● Consigna: Traduce al portugués esta oración del texto seleccionado que figura más abajo: «Comenzó con la xilografía a temprana edad, con las sugerencias de Nicolás Cúparo.»

● Texto seleccionado:
Comenzó con la xilografía a temprana edad, con las sugerencias de Nicolás Cúparo. Impactaron profundamente en los primeros años del artista, las exposiciones a las que asiste en Buenos Aires, así como también los recorridos por los museos de la capital Argentina. De esta época (Montevideo, 1947) evoca la exposición de Piet Mondrian, principalmente los óvalos y naturalezas muertas, los trabajos sobre árboles y el mar.
Trabajó como docente -profesor de dibujo- en Liceos del Consejo de Educación Secundaria (1958-1976), obteniendo el cargo por concurso.

● Datos proporcionados:
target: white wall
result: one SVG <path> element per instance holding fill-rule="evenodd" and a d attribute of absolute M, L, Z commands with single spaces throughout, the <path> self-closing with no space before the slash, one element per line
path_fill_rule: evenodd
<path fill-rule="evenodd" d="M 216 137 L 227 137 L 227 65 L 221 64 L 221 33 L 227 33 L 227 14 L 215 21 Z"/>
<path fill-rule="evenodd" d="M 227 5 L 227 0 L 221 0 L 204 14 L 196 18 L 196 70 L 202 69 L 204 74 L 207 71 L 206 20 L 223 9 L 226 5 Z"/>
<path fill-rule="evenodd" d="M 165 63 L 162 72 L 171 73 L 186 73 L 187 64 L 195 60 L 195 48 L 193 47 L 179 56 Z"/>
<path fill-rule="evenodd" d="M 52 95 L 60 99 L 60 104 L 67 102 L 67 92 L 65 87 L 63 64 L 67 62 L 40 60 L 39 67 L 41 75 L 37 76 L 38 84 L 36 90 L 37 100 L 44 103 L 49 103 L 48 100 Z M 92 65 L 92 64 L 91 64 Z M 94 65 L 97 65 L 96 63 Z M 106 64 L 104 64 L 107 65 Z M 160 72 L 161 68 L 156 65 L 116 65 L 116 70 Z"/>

● Respuesta escrita: Começou com a xilogravura em tenra idade, com as sugestões de Nicolás Cúparo.